*** Opening EXTRACTED MATERIAL ***

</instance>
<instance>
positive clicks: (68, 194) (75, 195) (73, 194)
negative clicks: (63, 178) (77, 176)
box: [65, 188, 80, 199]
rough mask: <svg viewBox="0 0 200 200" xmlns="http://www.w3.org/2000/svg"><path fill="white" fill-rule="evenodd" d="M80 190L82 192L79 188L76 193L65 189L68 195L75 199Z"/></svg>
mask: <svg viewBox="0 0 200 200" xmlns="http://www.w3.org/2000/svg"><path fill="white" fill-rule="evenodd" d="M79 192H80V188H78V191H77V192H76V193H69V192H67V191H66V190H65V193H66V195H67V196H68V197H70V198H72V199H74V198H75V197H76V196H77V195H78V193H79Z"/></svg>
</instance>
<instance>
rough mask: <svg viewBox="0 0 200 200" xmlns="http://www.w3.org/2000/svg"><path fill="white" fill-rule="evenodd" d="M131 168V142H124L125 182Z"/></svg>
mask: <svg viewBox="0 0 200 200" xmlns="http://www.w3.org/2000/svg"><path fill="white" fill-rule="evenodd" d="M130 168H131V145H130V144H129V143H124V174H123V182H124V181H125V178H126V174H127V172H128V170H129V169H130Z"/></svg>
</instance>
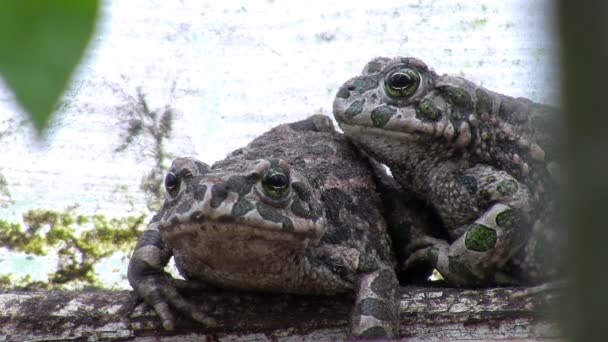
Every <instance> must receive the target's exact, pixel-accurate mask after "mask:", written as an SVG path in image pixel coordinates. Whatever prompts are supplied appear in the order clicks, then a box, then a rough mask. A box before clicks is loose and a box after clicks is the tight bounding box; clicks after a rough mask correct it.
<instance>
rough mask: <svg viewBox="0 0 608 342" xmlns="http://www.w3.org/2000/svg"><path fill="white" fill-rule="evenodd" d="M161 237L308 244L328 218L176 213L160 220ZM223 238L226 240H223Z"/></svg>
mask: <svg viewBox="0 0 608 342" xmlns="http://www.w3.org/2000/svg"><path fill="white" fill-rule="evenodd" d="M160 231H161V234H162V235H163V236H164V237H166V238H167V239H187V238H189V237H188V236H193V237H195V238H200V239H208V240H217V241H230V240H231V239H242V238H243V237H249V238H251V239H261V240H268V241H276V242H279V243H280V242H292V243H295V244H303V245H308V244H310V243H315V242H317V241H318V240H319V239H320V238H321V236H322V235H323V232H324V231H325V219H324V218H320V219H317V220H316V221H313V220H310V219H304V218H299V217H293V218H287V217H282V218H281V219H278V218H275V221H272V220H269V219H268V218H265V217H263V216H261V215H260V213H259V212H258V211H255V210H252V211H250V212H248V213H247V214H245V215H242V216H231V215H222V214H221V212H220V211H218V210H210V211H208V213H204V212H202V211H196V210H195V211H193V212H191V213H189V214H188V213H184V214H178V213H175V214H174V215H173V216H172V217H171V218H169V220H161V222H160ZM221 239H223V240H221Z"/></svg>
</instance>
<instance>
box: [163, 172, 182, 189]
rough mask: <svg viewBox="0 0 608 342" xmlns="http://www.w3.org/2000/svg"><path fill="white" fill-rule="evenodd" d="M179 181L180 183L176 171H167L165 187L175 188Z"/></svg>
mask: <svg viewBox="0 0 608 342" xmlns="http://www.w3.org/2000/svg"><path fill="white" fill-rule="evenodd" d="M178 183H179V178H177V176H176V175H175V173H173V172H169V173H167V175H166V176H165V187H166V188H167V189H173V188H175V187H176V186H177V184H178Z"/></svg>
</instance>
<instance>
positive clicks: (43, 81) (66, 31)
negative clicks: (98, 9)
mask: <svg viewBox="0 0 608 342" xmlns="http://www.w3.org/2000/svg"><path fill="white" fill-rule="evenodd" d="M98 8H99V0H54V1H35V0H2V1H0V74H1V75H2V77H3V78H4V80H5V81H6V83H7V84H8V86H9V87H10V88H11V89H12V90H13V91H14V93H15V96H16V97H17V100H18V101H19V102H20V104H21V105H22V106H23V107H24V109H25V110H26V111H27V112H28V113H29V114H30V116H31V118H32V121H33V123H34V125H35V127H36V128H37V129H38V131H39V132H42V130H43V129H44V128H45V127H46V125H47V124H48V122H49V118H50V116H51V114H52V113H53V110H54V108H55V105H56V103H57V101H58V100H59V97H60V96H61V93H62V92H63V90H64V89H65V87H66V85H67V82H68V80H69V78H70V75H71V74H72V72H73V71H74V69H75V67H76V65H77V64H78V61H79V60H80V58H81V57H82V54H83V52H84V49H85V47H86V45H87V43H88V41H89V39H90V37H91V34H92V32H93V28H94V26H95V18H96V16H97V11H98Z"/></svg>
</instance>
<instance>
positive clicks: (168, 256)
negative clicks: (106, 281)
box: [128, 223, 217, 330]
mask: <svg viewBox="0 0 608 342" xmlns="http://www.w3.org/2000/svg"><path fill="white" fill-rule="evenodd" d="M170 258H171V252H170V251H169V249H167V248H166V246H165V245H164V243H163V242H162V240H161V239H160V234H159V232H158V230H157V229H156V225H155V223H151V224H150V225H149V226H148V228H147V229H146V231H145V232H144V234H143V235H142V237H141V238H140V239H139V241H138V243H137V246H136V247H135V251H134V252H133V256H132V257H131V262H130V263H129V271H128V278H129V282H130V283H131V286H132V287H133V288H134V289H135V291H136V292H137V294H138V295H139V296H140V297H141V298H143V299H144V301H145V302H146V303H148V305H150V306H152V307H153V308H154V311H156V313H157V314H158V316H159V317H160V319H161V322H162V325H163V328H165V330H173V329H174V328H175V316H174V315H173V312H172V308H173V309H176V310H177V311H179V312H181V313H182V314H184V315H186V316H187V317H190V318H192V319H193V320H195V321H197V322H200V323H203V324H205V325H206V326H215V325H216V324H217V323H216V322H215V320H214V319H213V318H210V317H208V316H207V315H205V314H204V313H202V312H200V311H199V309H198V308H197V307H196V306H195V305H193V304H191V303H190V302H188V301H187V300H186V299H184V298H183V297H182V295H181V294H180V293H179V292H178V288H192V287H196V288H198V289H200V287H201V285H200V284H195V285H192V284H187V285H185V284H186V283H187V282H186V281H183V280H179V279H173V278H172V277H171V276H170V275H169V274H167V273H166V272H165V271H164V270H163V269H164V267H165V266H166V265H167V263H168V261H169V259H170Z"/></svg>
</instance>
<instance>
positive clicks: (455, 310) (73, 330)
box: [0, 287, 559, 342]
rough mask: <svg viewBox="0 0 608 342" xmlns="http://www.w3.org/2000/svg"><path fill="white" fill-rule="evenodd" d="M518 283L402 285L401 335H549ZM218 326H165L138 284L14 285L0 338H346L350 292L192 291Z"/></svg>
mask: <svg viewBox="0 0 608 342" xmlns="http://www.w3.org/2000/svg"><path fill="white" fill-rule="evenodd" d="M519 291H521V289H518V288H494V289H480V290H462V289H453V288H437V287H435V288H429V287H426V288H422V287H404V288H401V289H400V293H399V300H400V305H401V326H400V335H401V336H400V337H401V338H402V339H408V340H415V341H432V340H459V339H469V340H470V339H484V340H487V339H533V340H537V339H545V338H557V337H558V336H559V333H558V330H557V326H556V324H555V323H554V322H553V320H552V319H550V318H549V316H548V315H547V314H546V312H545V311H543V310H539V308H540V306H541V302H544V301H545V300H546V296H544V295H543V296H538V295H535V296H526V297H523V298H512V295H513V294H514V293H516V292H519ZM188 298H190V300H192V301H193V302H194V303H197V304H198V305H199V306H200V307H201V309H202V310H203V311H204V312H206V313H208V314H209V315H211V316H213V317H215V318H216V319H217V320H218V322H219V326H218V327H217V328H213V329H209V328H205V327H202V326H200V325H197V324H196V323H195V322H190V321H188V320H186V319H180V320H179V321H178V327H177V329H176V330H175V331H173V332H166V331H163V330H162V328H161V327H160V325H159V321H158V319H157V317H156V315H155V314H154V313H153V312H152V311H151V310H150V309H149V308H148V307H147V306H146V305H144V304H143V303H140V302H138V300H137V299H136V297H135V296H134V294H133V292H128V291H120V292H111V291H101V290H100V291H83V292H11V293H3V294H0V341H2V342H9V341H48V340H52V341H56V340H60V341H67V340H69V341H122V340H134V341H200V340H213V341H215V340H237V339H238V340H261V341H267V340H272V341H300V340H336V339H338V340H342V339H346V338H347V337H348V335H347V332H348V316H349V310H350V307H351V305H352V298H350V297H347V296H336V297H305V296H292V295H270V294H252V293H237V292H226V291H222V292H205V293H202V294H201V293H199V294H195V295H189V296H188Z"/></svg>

*** Closing EXTRACTED MATERIAL ***

▶ **EXERCISE PROMPT**
Reproduce the data from its first line through the line containing "box: [65, 188, 80, 199]", renaming "negative clicks" to "background clicks" and leaving everything else unchanged.

▶ **WORKED SOLUTION**
</instance>
<instance>
positive clicks: (68, 194) (75, 195) (73, 194)
background clicks: (63, 178) (77, 176)
box: [65, 188, 80, 199]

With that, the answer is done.